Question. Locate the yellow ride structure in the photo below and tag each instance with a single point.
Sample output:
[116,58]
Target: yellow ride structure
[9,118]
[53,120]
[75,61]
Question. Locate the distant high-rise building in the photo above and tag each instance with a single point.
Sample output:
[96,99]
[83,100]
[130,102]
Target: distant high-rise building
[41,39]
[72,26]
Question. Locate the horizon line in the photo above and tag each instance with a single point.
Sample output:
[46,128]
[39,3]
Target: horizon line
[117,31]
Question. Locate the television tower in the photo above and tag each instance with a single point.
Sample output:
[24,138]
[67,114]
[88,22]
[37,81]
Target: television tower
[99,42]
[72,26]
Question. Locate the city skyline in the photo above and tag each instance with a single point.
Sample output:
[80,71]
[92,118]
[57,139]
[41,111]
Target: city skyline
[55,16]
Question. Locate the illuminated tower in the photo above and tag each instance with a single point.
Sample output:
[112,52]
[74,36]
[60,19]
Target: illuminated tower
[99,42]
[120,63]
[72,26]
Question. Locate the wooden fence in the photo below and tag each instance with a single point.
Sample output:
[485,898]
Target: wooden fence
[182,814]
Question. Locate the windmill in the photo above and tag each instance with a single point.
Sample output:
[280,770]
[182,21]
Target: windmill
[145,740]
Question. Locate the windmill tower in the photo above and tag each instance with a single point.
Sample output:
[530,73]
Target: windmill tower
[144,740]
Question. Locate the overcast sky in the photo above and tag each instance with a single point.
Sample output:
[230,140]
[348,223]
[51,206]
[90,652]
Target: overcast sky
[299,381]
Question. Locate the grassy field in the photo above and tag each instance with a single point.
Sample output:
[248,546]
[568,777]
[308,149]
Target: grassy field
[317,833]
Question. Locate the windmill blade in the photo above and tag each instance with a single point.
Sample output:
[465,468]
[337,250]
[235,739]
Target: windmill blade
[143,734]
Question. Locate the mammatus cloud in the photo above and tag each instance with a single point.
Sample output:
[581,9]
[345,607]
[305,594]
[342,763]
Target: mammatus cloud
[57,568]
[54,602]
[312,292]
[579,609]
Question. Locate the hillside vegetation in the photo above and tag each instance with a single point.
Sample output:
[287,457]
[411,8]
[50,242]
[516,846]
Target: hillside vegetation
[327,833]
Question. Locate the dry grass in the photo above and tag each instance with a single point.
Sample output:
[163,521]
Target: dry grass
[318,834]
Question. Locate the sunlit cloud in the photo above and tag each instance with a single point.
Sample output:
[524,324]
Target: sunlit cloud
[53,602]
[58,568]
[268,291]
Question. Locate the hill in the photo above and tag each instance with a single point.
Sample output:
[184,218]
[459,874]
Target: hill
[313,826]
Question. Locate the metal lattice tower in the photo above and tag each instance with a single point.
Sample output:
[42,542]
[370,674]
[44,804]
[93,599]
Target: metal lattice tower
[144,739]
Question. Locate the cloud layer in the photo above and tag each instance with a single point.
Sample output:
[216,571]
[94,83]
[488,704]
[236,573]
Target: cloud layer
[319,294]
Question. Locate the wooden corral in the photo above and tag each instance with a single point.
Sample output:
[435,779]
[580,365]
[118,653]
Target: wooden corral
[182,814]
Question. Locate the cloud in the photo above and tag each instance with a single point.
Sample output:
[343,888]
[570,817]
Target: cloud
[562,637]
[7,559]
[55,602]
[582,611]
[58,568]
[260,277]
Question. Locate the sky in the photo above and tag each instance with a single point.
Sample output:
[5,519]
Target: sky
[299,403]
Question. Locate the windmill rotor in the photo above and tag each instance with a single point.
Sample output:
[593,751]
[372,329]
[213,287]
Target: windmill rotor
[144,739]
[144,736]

_TASK DESCRIPTION_
The answer is the full data, repeated exactly as shown.

_RESPONSE TO THE TASK_
Question. Locate the yellow ride structure in the photo below and tag each instance with a single point.
Sample output:
[116,58]
Target: yellow ride structure
[9,118]
[53,120]
[75,61]
Question. Locate the distant high-rise building in the photo above and tag each instance with a single point.
Sample output:
[96,99]
[83,100]
[130,102]
Target: distant high-rise building
[41,39]
[72,26]
Question. Locate the horizon line in the photo above and tag each instance with a single point.
Sample output:
[46,128]
[39,3]
Target: horizon line
[117,31]
Question. Locate the television tower in the photo above and tag each instance with a single point.
Sample output:
[24,138]
[67,114]
[88,22]
[37,81]
Target: television tower
[99,42]
[72,26]
Question. Locate the city skyline in the photo above and tag each instance with a single point.
Sample output:
[80,71]
[92,118]
[57,139]
[41,111]
Target: city skyline
[55,16]
Question. Locate the illuminated tower in the photo above and tag each instance with a single point.
Sample output:
[112,52]
[74,36]
[60,19]
Target: illuminated tower
[99,42]
[120,63]
[72,26]
Question. Locate the wooden fence in the photo below and tag each instance with a single point.
Sample output:
[485,898]
Target: wooden fence
[182,814]
Question. Locate the windmill in the photo above and tag each instance with a single point.
Sample output:
[280,770]
[182,21]
Target: windmill
[145,740]
Question. Locate the windmill tower in the photo above and tag each instance with a single point.
Sample output:
[530,73]
Target: windmill tower
[144,740]
Question. Locate the overcast sky in the photo above and tag each instance with a single point.
Sample output:
[230,140]
[348,223]
[51,206]
[90,652]
Target: overcast sky
[299,381]
Question. Locate the grassy field in the photo above and tag each instance with a single point.
Sample output:
[248,546]
[568,777]
[308,149]
Target: grassy field
[317,833]
Question. Locate the windmill blade in the photo above and tag each instance with a single point.
Sample output:
[465,468]
[337,250]
[235,739]
Target: windmill blade
[143,734]
Question. Locate the mammatus cloud in the photo above and tag each instance with a single point.
Sample output:
[581,9]
[345,607]
[305,594]
[342,763]
Target: mammatus cloud
[57,568]
[54,602]
[312,292]
[579,609]
Question. Locate the hillside vegetation in the photo above and tag each instance with a single point.
Sample output:
[287,457]
[411,8]
[50,242]
[516,846]
Target: hillside vegetation
[327,833]
Question. Locate the dry grass in the photo above and tag each instance with a single point.
Sample output:
[163,521]
Target: dry grass
[318,834]
Question. Locate the sunlit cloud in the photo above and tag each instance with a single point.
Sample output:
[524,324]
Target: sunlit cloud
[53,602]
[58,568]
[268,291]
Question. Locate the hill in the photo above and tag each instance with a single point.
Sample output:
[184,218]
[459,874]
Target: hill
[313,826]
Question. Locate the metal lattice tower in the photo above and tag each instance with a single point.
Sample output:
[42,542]
[370,674]
[44,804]
[93,599]
Target: metal lattice tower
[144,739]
Question. Locate the cloud layer in the photo above and tag each instance with a single point.
Sample output:
[216,571]
[94,83]
[488,704]
[236,573]
Target: cloud layer
[319,294]
Question. Locate the wooden corral in the photo above and tag each instance with a single point.
Sample output:
[435,779]
[580,365]
[118,653]
Target: wooden corral
[182,814]
Question. Locate the cloud in the photo above and tag each instance with a single point.
Sample output:
[343,888]
[570,817]
Target: cloud
[562,637]
[7,559]
[55,602]
[582,611]
[58,568]
[260,277]
Question. Locate the sky in the photo above and tag each instance with a single point.
Sample output:
[5,519]
Target: sky
[299,403]
Question. Locate the windmill rotor in the photo above and tag each instance with a single point.
Sample output:
[593,751]
[372,329]
[213,287]
Target: windmill rotor
[144,739]
[144,736]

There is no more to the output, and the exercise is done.